→ ABOUT THIS TASK:
For the entries that follow, report how many lines include the word "Provide" and add nothing.

→ DATA FOR THE TASK:
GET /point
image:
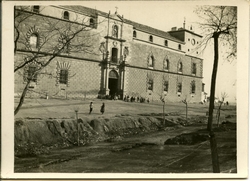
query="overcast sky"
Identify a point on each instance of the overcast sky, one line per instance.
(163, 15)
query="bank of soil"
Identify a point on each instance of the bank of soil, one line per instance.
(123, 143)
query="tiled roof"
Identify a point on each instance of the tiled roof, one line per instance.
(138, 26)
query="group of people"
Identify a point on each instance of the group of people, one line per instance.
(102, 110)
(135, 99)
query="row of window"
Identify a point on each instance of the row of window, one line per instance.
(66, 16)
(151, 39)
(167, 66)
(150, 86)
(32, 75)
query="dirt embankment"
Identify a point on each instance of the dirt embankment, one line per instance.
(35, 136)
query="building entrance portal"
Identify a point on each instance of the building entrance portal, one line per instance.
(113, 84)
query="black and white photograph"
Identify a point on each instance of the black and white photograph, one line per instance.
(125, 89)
---
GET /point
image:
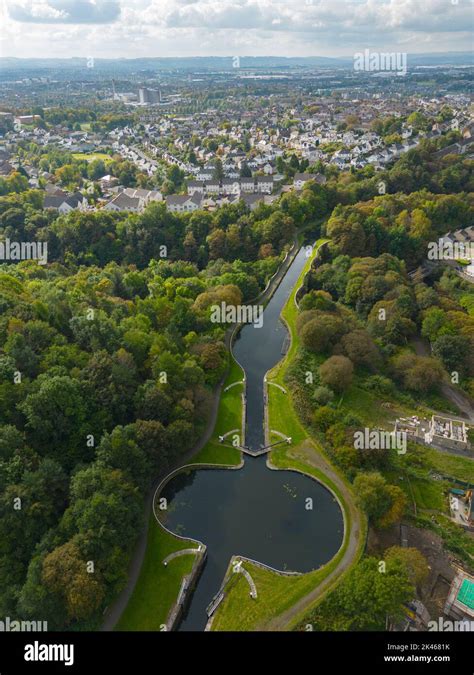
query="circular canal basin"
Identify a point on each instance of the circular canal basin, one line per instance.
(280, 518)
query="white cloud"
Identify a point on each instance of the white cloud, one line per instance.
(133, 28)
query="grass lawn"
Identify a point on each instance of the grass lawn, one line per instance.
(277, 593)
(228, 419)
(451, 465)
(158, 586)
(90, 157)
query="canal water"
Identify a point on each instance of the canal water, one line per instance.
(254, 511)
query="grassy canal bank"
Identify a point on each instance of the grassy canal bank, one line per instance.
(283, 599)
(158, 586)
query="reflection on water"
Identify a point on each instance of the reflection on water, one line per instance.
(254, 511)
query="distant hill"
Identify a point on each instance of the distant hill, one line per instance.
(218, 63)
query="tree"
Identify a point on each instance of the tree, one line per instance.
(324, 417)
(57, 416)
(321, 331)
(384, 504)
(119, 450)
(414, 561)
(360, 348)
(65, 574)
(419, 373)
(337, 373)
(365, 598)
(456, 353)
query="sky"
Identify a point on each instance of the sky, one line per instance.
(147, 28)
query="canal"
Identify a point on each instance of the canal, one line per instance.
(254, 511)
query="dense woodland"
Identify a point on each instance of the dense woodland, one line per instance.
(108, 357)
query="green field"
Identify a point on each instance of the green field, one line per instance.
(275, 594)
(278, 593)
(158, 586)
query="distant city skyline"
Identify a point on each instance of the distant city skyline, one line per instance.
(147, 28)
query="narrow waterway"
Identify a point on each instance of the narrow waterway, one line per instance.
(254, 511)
...
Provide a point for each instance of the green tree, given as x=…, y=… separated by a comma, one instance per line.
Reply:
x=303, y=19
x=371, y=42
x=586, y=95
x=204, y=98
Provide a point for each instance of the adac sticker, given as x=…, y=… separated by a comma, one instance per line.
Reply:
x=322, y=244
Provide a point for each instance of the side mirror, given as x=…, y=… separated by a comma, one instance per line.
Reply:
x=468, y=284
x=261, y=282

→ SOLUTION:
3